## EXERCISE INSTRUCTIONS:
Report every line below that holds the word "after".
....................
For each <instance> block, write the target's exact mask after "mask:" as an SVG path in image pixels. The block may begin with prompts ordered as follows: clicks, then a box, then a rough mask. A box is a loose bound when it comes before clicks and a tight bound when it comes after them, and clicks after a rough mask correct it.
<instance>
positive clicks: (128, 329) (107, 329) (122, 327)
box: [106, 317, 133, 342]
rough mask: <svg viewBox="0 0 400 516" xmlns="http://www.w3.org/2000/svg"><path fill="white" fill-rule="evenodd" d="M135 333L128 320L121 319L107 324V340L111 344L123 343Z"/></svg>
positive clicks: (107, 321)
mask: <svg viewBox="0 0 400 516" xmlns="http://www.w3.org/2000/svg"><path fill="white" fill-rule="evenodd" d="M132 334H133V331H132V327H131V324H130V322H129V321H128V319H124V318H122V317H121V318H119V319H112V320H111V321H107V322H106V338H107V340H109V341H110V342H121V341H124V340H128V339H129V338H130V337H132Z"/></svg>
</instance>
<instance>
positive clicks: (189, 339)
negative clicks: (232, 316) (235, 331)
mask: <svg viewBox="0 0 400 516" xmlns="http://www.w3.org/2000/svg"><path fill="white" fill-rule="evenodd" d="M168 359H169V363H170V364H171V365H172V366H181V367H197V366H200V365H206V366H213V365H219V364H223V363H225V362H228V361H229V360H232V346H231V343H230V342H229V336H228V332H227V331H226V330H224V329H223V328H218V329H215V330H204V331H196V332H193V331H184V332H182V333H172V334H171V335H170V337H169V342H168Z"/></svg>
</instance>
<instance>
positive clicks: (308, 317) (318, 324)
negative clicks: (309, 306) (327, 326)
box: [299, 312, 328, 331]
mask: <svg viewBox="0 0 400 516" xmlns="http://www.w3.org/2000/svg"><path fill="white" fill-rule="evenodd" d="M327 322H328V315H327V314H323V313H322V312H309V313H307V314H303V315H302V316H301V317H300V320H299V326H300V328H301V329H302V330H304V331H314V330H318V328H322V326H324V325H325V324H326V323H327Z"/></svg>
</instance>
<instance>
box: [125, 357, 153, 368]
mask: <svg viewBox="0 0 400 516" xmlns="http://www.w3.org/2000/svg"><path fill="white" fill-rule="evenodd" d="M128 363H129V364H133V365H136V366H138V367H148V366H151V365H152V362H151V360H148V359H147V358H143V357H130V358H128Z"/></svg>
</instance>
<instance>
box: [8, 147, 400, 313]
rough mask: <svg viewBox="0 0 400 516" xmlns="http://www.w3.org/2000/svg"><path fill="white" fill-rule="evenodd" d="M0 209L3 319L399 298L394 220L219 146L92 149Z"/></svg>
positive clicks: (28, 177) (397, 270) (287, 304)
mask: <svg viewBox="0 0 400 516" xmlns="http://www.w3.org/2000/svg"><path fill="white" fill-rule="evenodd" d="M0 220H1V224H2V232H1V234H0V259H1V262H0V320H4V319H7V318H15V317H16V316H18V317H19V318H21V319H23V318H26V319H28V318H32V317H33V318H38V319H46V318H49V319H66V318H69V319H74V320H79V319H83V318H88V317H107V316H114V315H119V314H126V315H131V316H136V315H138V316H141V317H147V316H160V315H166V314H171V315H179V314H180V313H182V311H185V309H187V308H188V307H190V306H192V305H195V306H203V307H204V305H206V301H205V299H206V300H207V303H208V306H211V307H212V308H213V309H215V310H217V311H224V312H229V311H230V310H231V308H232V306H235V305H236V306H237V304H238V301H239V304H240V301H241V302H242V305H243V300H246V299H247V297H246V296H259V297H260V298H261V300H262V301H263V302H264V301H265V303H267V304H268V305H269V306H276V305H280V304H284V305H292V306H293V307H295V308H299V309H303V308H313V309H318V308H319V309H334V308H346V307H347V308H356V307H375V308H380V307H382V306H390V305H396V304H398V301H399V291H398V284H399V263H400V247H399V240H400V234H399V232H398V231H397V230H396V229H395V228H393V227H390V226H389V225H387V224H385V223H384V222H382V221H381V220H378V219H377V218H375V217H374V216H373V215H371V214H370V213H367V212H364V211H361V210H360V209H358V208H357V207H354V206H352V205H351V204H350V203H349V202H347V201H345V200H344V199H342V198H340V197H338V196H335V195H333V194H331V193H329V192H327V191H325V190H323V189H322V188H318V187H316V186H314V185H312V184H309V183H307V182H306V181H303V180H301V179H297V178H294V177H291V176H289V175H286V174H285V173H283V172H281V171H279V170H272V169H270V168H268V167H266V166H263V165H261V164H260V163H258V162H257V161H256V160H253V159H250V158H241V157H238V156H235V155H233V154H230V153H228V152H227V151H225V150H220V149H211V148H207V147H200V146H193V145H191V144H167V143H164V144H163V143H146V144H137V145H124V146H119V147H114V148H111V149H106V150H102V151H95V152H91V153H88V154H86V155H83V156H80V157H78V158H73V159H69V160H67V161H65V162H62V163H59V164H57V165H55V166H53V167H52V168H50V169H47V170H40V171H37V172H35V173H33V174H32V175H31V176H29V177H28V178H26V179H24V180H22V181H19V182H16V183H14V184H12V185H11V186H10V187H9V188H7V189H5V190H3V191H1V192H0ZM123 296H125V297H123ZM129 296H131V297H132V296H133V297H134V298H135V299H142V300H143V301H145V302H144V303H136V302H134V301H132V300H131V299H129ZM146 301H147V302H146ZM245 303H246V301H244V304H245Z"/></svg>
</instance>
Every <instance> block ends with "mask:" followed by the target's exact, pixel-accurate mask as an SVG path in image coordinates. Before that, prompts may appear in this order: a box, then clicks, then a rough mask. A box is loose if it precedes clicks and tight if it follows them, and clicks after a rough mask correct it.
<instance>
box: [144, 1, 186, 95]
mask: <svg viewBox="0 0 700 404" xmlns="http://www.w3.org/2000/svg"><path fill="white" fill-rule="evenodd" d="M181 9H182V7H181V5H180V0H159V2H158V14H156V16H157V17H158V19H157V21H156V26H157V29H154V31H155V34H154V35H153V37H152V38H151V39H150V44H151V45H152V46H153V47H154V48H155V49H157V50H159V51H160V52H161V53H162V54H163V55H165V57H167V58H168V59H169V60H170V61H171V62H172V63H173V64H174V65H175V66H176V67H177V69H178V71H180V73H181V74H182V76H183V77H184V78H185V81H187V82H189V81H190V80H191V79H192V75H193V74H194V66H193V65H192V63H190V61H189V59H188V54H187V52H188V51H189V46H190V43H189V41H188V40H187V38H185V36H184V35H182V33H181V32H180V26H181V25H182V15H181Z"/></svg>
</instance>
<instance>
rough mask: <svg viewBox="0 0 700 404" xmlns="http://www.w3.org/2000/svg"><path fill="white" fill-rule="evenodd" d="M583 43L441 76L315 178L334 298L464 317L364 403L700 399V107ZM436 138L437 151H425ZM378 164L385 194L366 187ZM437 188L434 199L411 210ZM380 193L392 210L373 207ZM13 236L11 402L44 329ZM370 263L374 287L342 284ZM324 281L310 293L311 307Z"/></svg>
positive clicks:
....................
## FINISHED TASK:
For each <instance> block, write the target's exact mask after "mask:" as an SVG path in image pixels. The block may begin with prompts ordered as follows: clicks, then a box, then a rough mask. A box is a loose bound when it comes before clicks and a tight bound when it comes after them, and clicks after a rough mask correct it.
Every <instance> block ends with "mask:" followed by the target's exact, pixel-accurate mask as an SVG path in image coordinates. Before that, prompts may appear in this order: a box, then clicks, then a rough mask. A box is loose if it precedes clicks and tight if it follows them, and clicks after a rough mask correct it.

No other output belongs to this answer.